Dataset items:
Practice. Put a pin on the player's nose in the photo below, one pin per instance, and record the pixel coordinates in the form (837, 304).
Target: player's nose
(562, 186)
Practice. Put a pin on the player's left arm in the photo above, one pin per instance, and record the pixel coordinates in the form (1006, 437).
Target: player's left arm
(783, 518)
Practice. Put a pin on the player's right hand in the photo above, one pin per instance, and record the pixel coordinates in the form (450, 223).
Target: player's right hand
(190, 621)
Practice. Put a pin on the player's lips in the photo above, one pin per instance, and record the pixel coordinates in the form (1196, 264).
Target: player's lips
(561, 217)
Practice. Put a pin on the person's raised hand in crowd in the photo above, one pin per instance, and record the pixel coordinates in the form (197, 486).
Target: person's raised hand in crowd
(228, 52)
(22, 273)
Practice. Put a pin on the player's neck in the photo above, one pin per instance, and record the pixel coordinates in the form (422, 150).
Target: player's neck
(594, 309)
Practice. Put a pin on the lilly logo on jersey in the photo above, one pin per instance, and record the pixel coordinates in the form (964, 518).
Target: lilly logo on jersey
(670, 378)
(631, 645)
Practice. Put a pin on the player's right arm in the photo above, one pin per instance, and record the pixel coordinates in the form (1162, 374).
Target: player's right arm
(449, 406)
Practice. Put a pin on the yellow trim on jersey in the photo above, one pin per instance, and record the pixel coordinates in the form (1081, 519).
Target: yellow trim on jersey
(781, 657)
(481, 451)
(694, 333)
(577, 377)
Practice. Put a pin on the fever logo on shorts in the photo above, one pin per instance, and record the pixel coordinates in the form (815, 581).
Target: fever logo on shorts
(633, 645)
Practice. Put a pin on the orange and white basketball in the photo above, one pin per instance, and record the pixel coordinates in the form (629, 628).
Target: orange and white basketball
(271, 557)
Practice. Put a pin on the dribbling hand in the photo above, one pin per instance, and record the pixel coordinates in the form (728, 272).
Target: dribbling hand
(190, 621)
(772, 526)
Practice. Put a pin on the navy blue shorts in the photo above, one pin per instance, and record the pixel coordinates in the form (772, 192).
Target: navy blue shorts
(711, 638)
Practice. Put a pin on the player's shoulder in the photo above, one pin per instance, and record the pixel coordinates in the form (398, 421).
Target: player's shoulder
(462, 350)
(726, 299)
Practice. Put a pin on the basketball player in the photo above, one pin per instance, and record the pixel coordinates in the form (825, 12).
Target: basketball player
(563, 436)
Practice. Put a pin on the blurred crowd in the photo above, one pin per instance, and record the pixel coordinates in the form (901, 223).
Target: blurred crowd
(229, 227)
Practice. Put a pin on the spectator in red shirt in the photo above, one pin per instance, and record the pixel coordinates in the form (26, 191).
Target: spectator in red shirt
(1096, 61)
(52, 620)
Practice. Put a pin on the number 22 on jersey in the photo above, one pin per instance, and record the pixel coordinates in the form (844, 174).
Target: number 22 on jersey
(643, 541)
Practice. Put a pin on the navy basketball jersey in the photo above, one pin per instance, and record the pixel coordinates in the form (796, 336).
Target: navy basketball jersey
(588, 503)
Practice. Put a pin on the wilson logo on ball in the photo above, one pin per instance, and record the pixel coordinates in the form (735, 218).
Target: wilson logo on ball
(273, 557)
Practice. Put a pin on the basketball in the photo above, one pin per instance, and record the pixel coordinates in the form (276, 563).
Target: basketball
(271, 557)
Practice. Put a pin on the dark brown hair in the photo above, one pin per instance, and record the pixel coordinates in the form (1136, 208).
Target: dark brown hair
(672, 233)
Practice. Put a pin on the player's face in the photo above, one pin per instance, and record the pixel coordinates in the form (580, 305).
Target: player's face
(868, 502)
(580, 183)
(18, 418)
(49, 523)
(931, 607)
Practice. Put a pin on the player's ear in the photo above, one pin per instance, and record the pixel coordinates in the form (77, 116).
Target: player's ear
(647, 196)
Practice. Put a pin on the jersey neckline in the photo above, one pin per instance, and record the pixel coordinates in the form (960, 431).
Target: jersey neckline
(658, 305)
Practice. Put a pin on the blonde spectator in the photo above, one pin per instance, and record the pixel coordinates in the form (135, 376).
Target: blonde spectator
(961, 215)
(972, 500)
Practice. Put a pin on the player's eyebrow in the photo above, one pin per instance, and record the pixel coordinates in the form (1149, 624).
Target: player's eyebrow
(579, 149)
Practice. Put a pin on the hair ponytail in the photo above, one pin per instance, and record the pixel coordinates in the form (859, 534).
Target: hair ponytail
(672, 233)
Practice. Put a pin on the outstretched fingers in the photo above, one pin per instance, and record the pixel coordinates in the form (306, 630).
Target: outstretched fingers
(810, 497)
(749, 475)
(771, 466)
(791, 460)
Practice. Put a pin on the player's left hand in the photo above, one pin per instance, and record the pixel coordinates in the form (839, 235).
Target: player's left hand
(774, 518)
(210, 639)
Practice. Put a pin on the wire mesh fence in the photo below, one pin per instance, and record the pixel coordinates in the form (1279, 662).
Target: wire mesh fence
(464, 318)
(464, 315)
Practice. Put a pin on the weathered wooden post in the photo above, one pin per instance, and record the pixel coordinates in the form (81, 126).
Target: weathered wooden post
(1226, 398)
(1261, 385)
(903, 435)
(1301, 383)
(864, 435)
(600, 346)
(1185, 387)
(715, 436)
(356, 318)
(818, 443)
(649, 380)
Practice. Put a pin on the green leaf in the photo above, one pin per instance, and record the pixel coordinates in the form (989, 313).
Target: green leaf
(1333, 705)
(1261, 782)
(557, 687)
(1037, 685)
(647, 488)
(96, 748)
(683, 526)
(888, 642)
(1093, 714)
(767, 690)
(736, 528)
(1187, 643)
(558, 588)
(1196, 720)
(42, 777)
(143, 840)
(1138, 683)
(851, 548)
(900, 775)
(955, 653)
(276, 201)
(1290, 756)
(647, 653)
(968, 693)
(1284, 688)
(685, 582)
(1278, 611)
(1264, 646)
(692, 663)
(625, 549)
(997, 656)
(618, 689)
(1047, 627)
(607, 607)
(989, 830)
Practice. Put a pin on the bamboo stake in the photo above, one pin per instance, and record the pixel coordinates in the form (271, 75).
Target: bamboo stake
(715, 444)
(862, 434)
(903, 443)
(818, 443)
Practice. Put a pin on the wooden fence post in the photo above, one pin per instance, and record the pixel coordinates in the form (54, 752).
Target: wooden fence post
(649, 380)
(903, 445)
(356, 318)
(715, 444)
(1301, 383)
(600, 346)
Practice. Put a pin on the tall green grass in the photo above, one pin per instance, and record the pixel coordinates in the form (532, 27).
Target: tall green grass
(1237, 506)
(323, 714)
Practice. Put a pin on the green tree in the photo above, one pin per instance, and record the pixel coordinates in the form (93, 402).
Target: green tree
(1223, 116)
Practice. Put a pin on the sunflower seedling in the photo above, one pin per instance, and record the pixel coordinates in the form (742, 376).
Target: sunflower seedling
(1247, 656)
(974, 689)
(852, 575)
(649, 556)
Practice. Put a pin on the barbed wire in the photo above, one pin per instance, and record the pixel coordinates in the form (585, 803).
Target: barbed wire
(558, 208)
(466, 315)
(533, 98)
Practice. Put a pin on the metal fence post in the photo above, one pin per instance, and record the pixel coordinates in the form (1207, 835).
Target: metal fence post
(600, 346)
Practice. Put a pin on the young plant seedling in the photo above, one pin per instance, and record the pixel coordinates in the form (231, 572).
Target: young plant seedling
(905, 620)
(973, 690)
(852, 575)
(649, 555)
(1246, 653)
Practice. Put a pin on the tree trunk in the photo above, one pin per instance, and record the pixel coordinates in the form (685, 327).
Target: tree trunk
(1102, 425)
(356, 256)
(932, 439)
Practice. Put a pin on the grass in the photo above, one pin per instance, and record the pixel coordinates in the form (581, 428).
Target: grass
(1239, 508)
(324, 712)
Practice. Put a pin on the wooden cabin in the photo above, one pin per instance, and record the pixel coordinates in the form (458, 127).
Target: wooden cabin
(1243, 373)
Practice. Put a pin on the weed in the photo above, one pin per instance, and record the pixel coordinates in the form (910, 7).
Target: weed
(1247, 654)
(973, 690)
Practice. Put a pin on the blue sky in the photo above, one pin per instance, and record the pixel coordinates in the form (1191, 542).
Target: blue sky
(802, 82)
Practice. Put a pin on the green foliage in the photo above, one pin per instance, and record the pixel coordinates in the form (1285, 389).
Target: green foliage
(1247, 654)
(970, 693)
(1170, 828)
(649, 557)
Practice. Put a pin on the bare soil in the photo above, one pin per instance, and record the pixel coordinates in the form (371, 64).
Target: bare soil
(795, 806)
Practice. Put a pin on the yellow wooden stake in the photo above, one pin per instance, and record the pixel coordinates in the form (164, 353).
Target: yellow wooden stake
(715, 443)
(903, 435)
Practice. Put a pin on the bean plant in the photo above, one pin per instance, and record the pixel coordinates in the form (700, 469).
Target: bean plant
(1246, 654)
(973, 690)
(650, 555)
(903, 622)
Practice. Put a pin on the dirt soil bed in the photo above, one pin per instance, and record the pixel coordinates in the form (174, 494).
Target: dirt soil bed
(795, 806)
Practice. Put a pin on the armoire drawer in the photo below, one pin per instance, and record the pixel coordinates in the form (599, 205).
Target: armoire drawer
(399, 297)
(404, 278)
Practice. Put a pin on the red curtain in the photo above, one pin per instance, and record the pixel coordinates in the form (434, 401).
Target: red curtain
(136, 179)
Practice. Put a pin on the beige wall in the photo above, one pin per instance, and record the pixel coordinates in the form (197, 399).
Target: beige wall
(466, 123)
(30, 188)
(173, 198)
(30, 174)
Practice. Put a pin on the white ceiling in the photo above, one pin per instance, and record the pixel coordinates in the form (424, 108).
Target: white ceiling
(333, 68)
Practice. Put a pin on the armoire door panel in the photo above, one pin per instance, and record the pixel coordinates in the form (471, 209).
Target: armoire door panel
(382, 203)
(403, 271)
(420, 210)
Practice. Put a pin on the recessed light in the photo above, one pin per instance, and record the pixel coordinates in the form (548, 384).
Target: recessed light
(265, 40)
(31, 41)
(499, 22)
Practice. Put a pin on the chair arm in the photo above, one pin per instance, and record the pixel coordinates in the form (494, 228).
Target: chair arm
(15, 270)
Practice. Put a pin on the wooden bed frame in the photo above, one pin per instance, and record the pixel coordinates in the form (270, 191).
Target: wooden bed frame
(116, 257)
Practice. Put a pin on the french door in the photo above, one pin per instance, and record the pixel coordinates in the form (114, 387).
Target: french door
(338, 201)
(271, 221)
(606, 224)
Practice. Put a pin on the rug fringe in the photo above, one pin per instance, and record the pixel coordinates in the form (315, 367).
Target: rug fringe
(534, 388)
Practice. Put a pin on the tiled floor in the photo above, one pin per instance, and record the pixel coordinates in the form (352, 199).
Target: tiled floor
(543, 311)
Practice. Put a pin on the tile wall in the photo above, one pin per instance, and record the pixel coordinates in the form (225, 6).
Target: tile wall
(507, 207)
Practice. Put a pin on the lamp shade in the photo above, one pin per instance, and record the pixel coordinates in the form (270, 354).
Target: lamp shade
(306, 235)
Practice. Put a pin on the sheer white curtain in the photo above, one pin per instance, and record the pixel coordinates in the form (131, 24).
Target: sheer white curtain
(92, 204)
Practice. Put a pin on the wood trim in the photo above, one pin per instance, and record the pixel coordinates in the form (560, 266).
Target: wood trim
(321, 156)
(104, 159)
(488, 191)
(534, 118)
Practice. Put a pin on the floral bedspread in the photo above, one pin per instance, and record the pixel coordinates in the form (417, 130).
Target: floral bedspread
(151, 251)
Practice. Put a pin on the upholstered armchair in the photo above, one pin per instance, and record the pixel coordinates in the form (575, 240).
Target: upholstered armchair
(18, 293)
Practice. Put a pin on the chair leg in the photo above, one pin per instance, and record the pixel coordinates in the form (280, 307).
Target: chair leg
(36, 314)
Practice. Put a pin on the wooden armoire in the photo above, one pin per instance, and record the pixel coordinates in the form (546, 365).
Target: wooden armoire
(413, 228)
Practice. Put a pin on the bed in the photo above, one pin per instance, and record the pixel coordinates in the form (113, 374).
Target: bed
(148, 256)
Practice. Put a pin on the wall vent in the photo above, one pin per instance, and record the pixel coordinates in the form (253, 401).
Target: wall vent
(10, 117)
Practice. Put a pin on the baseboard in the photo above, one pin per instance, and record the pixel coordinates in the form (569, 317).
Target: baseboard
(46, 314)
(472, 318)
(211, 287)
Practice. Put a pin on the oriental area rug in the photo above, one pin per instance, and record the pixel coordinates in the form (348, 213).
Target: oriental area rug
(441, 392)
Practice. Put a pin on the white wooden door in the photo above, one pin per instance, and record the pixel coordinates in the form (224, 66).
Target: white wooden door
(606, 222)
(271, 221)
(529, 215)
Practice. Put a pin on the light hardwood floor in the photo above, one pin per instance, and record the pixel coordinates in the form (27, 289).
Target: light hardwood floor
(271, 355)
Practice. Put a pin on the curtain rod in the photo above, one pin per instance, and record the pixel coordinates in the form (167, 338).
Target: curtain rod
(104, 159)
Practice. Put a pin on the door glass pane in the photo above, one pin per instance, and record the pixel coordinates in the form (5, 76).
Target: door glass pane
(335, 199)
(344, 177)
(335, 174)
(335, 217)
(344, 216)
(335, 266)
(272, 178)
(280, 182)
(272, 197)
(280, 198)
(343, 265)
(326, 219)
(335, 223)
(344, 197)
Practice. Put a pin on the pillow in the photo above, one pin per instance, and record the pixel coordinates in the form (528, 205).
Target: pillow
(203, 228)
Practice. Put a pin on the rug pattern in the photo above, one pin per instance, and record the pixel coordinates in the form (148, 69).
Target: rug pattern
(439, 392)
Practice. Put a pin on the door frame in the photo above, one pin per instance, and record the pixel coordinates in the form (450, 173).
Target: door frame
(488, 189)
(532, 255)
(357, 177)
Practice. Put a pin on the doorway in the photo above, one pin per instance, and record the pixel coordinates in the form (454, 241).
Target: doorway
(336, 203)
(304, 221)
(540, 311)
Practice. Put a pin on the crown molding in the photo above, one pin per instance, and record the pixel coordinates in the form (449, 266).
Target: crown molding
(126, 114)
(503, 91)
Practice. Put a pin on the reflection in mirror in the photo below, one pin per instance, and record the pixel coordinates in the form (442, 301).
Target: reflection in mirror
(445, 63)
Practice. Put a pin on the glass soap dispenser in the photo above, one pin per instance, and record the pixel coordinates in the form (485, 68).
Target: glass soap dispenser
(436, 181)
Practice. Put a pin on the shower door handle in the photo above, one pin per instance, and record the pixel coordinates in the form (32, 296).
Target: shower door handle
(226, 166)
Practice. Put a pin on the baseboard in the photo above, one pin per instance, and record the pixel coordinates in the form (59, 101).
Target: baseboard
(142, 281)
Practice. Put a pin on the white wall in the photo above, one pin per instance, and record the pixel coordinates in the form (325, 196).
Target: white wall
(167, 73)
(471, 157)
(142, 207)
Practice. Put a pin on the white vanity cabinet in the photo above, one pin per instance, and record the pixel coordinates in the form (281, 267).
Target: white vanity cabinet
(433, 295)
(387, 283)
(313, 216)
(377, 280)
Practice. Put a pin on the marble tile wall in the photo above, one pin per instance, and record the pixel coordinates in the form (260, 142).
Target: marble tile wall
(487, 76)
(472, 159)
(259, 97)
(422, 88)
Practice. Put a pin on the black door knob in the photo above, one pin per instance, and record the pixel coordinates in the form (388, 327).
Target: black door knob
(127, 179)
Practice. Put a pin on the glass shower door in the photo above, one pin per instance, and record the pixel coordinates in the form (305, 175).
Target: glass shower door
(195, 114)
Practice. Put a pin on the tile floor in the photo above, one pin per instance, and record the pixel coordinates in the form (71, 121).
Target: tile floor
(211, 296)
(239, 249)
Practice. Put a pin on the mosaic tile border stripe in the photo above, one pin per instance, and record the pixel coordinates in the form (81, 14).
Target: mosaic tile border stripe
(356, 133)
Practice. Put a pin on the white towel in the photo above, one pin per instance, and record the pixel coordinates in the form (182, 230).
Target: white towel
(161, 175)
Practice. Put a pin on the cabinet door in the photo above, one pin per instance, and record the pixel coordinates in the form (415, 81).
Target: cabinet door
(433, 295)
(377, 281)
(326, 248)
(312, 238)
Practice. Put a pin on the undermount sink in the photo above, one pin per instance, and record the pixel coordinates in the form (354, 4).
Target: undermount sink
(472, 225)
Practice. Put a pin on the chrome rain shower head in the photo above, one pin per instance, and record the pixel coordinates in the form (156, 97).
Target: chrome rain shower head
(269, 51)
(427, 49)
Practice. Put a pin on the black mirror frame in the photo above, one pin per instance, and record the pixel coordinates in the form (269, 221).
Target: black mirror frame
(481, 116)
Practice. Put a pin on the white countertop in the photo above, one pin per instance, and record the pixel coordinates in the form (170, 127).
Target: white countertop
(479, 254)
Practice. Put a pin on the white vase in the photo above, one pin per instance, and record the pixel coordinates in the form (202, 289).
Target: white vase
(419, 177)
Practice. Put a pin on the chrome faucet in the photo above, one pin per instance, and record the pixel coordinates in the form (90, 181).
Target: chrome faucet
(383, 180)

● Objective
Duplicate, without any change, the lines from the one containing "Practice. Put a pin on the green leaf" through the one containing "(1093, 714)", both of these lines included.

● Response to this exercise
Practice. Put a pin on the green leaf in the photo above, one pin per instance, and record the pixel coordinates in the form (989, 313).
Target: green leaf
(1333, 705)
(1261, 782)
(557, 687)
(1037, 685)
(647, 488)
(96, 748)
(683, 526)
(888, 642)
(1093, 714)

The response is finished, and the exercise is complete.